Work to be completed: Find each line in the entries below that contains the string "with" and copy those lines out. Case counts.
>>>
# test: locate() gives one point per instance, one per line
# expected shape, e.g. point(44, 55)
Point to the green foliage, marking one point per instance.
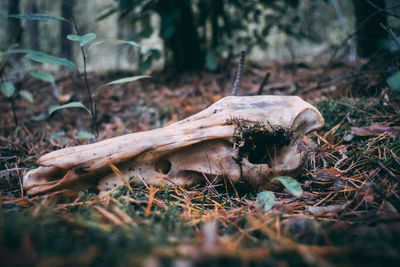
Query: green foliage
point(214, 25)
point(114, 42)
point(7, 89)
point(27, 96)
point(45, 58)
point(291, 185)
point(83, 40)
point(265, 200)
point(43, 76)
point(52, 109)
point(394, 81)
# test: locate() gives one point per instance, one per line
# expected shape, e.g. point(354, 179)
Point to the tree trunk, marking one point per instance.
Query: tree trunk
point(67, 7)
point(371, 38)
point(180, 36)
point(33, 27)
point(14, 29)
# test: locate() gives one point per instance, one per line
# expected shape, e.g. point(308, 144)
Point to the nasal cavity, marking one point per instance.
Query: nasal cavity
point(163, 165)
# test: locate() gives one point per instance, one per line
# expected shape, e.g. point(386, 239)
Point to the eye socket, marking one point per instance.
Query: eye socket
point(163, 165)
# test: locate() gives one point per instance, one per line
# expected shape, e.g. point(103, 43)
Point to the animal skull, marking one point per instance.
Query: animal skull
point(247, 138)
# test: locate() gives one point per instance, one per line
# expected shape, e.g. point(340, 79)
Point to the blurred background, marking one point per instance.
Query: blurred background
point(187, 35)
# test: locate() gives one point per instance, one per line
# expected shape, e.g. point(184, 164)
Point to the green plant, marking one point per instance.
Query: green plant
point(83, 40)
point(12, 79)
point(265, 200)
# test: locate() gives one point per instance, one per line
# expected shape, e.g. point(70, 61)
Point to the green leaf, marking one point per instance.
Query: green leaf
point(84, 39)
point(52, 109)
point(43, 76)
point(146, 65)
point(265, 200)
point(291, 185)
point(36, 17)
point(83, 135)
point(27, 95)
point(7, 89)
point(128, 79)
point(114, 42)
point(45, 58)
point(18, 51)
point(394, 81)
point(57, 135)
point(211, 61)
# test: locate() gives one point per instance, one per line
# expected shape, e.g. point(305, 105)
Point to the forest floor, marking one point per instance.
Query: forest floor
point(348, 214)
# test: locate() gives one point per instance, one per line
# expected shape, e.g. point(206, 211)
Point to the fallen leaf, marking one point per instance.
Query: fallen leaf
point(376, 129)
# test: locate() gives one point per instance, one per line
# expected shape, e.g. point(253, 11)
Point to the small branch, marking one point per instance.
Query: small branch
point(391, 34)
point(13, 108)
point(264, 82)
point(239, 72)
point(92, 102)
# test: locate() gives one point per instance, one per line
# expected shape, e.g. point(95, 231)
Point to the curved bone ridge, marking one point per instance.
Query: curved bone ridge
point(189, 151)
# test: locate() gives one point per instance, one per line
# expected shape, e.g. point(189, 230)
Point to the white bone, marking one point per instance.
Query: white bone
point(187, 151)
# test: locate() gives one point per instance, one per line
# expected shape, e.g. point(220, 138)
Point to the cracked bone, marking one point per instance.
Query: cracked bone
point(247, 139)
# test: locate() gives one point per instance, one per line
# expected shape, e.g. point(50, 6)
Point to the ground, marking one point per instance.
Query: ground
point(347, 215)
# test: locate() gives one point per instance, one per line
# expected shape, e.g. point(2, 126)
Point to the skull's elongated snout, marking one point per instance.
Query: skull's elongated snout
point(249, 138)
<<<
>>>
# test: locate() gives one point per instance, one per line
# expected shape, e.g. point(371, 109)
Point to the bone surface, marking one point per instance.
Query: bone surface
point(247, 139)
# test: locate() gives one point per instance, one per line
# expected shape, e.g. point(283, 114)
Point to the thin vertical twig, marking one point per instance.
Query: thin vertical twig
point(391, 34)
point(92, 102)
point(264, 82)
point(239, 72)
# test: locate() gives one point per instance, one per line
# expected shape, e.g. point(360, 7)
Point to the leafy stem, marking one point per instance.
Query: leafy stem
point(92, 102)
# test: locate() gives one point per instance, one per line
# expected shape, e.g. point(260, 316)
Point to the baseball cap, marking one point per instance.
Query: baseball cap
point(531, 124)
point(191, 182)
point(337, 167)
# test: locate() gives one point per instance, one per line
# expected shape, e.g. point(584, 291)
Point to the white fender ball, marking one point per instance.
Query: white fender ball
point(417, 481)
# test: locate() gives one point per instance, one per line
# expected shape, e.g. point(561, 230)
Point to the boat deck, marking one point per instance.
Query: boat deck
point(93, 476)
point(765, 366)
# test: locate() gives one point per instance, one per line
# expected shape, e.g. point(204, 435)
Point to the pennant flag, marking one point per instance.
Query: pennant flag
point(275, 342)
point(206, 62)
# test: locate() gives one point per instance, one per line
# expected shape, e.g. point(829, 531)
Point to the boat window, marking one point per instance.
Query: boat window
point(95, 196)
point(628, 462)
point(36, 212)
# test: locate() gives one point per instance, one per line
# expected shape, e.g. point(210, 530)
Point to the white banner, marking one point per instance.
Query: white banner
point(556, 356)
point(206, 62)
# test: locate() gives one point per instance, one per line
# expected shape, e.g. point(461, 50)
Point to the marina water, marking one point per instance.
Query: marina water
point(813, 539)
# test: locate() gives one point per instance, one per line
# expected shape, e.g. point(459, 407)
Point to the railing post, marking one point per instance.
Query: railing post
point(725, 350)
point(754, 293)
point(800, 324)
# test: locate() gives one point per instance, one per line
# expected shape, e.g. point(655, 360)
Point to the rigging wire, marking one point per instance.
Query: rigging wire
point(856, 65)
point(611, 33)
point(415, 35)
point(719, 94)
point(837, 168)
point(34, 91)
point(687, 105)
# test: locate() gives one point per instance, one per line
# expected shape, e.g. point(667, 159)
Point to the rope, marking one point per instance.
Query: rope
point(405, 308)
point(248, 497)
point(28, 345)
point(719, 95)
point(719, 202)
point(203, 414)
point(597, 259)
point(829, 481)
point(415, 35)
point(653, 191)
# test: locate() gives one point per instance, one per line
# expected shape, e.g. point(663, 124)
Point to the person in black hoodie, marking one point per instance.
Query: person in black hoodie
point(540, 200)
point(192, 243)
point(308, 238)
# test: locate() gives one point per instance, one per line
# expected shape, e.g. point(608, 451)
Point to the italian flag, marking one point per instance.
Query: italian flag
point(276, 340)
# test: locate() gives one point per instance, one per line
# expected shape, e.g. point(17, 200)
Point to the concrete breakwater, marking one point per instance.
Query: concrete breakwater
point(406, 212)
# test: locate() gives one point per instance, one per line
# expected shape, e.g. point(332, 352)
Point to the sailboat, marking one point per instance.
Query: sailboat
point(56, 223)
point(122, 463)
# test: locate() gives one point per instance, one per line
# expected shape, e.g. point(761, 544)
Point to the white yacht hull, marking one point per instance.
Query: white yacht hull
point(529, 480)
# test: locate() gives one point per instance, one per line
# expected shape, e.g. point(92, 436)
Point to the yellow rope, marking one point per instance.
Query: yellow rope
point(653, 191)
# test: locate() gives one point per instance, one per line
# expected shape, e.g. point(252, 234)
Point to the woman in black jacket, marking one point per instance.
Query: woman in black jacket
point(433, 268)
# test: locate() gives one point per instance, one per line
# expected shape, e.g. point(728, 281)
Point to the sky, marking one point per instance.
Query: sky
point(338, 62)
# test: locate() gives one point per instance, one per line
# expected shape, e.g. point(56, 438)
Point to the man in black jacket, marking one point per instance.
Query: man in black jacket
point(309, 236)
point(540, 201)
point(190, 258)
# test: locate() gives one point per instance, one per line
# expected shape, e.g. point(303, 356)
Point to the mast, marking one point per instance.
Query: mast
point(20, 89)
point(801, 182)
<<<
>>>
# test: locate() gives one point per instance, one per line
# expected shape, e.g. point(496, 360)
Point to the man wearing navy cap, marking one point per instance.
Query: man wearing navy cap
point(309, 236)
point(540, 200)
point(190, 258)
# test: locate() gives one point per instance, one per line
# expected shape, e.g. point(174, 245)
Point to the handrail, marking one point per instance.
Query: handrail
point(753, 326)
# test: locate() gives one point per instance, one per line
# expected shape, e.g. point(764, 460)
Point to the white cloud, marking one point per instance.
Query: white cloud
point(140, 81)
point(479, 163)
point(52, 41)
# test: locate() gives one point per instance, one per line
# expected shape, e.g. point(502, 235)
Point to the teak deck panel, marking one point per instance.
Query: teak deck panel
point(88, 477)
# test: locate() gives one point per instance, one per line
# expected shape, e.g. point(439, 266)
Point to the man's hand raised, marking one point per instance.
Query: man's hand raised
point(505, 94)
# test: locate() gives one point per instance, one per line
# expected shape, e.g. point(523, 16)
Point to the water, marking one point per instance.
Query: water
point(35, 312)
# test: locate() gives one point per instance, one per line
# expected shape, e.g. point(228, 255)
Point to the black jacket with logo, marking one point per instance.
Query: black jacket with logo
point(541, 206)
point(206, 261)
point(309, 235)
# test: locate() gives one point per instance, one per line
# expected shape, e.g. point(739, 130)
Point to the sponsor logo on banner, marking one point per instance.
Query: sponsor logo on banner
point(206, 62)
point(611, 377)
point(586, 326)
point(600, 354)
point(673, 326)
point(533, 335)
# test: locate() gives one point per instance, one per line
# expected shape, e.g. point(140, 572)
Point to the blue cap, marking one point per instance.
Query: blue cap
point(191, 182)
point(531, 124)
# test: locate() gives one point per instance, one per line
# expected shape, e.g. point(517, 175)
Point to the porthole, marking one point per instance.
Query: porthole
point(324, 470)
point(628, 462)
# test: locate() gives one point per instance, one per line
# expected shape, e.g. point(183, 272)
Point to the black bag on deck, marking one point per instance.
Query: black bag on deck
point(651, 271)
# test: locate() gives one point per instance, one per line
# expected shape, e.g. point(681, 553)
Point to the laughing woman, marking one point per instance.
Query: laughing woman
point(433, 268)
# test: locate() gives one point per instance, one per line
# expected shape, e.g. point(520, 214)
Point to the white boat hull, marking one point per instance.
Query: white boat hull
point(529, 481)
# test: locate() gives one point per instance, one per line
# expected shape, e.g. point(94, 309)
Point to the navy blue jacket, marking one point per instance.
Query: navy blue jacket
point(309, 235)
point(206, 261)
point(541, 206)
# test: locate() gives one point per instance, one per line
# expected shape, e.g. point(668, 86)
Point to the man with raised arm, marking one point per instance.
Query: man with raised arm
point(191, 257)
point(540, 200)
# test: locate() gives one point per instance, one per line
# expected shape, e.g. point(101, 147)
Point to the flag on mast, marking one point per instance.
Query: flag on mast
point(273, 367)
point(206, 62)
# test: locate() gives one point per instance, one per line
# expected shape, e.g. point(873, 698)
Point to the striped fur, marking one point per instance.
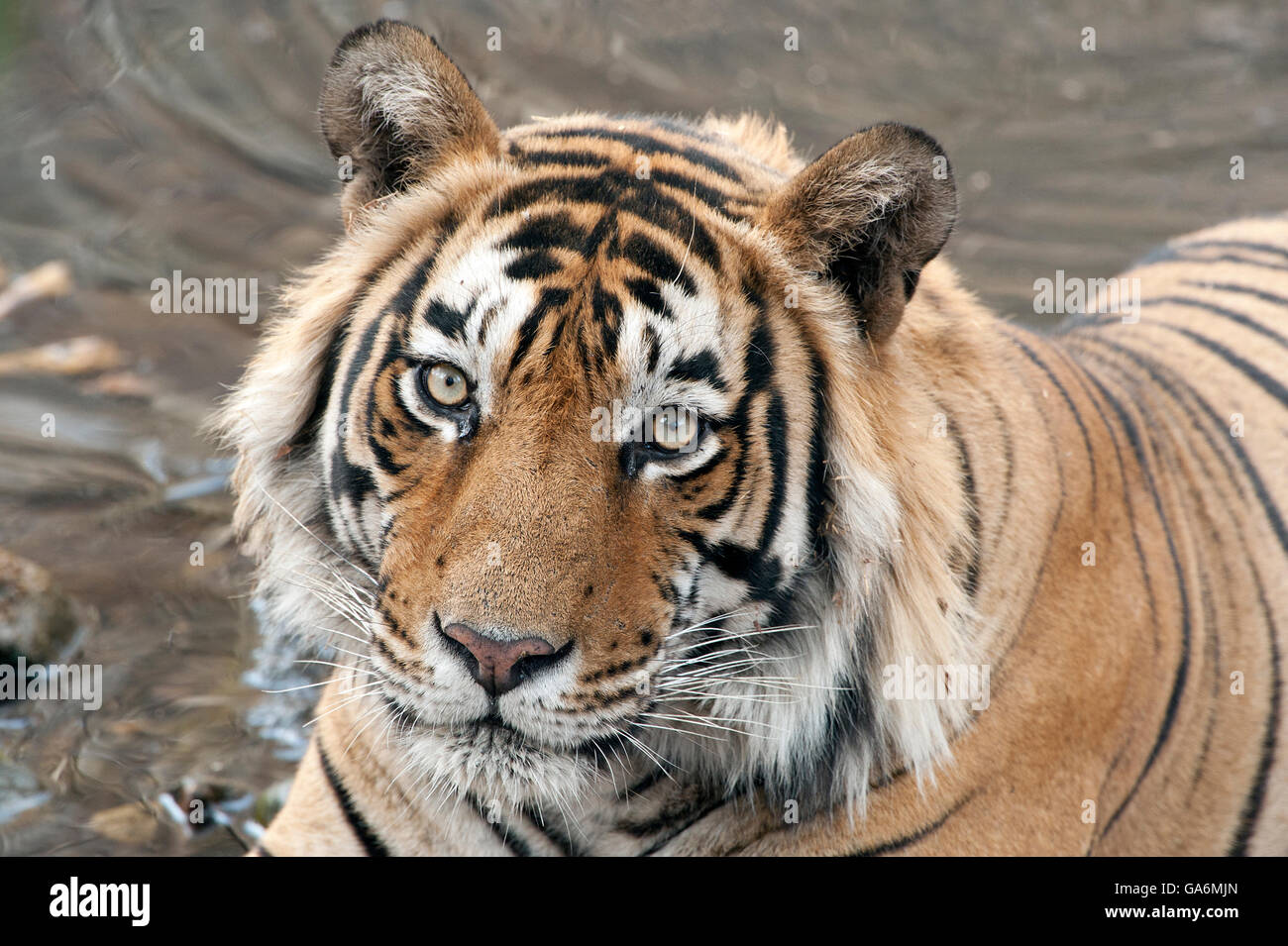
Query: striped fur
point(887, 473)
<<<
Reply to the task:
Point to the black jacket with logo, marking one point per instance.
Query: black jacket with logo
Point to the man with raised arm, marking one point per instance.
Query: man with raised arm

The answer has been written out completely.